----- PROVIDED INFORMATION

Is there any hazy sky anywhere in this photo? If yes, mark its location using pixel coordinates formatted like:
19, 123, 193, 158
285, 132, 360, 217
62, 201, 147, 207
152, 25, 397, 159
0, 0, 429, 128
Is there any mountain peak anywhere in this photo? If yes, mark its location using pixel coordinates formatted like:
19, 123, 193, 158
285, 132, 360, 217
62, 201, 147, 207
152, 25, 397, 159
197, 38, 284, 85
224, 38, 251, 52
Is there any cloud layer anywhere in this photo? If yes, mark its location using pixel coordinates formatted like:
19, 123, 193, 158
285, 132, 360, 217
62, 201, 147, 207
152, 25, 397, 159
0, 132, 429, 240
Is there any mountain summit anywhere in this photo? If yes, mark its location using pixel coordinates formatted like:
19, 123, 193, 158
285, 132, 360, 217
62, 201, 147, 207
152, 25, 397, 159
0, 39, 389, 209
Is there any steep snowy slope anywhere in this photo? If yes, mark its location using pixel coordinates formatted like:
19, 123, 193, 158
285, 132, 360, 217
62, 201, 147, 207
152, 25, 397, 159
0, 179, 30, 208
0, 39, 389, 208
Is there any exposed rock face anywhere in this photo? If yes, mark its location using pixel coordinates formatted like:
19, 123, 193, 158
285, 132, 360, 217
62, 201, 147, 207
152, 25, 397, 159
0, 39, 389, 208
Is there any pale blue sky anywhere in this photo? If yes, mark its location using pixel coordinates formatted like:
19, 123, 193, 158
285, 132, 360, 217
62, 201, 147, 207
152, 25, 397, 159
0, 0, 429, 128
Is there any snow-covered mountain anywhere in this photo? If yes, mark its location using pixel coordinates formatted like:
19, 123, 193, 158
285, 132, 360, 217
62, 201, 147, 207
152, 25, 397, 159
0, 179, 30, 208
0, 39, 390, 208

----------

WORK TO COMPLETE: Recast the listing above as a JSON array of strings, one string per line in the original order, leaving out any blank lines.

WRITTEN REPLY:
[
  "Is there any hazy sky anywhere in this photo? If yes, mark its location using pixel coordinates formatted like:",
  "19, 123, 193, 158",
  "285, 132, 360, 217",
  "62, 201, 147, 207",
  "152, 25, 397, 159",
  "0, 0, 429, 128",
  "Is there any mountain peak anywhere in this photo? If yes, mark its location using pixel coordinates formatted like:",
  "19, 123, 193, 158",
  "285, 132, 360, 217",
  "62, 201, 147, 207",
  "152, 25, 397, 159",
  "197, 38, 284, 85",
  "224, 38, 251, 52",
  "Is there any cloud layer anywhere in this photo? If yes, mark its location using pixel coordinates formatted like:",
  "19, 123, 193, 158",
  "285, 132, 360, 217",
  "62, 201, 147, 207",
  "152, 25, 397, 159",
  "0, 132, 429, 240",
  "Is there any mountain summit anywhere in this photo? If yes, mark its location using pixel coordinates formatted like:",
  "19, 123, 193, 158",
  "285, 132, 360, 217",
  "62, 201, 147, 207",
  "152, 25, 397, 159",
  "0, 39, 389, 209",
  "Is there any steep snowy slope anywhere in this photo? If yes, mark its location using pixel coordinates formatted like:",
  "19, 123, 193, 158",
  "285, 132, 360, 217",
  "62, 201, 147, 207",
  "152, 25, 397, 159",
  "0, 179, 30, 208",
  "0, 39, 389, 208",
  "Is there any exposed rock face anywhere in this photo? If yes, mark its location using pixel coordinates formatted like:",
  "19, 123, 193, 158",
  "285, 132, 360, 217",
  "62, 201, 147, 207",
  "152, 25, 397, 159",
  "0, 39, 389, 208",
  "Is there any pale blue sky anywhere in this photo? If yes, mark its location using pixel coordinates formatted like:",
  "19, 123, 193, 158",
  "285, 132, 360, 217",
  "62, 201, 147, 207",
  "152, 25, 397, 159",
  "0, 0, 429, 128",
  "Is there any snow-covered mountain anywhere in this photo? If yes, mark its location using pixel coordinates formatted like:",
  "19, 123, 193, 158",
  "285, 132, 360, 217",
  "62, 201, 147, 207",
  "152, 25, 397, 159",
  "0, 179, 30, 208",
  "0, 39, 390, 208"
]